Directive 1
According to the text about Coram PACEY, on what date did the organization join the Coram Group?

Passage provided
• • •

Coram PACEY
- Formation: 1977 (as National Childminding Association); relaunched 2013 as PACEY; relaunched 2025 as Coram PACEY
- Legal status: registered charity and professional membership organisation
- Headquarters: London
- Location: 41 Brunswick Square, London WC1N 1AZ;
- Region served: England and Wales, Isle of Man and Channel Islands
- Members: 35,000
- Official language: English; Welsh
- Head: Ka Lai Brightley-Hodges
- Main organ: Childcare Professional (magazine, published three times a year)
- Parent organization: Coram
- Budget: £3.9 million
- Staff: 40
- Website: www.corampacey.org.uk

= Coram PACEY =

British charity and membership organization

Coram PACEY is a charity and membership organisation based in London and working in England and Wales. A standard-setting organisation, it promotes best practice and support childcare professionals to deliver high standards of care and learning.

==History==

Coram PACEY was founded, as the National Childminding Association (NCMA), in 1977 by a small group of registered childminders, local authority staff and parents. Originally the Association covered the UK, but the Scottish Childminding Association (SCMA) and the Northern Ireland Childminding Association (NICMA) now support childminding in Scotland and Northern Ireland. NCMA changed its name to Professional Association for Childcare and Early Years (PACEY) in March 2013, to reflect the broadening of its membership to include nursery workers as well as childminders and nannies and the growing recognition of its members' professionalism. On 2 May 2025 it joined the Coram Group as Coram PACEY.

• • •

Directive 2
Gather every line of the records that contains the word "like". Matching is case-sensitive.

[Items drawn from a data source]
• • •

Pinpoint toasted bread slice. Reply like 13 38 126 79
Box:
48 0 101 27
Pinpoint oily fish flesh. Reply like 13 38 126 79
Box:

• • •

Correct output 1
It joined the Coram Group on 2 May 2025.

Correct output 2
Pinpoint toasted bread slice. Reply like 13 38 126 79
Pinpoint oily fish flesh. Reply like 13 38 126 79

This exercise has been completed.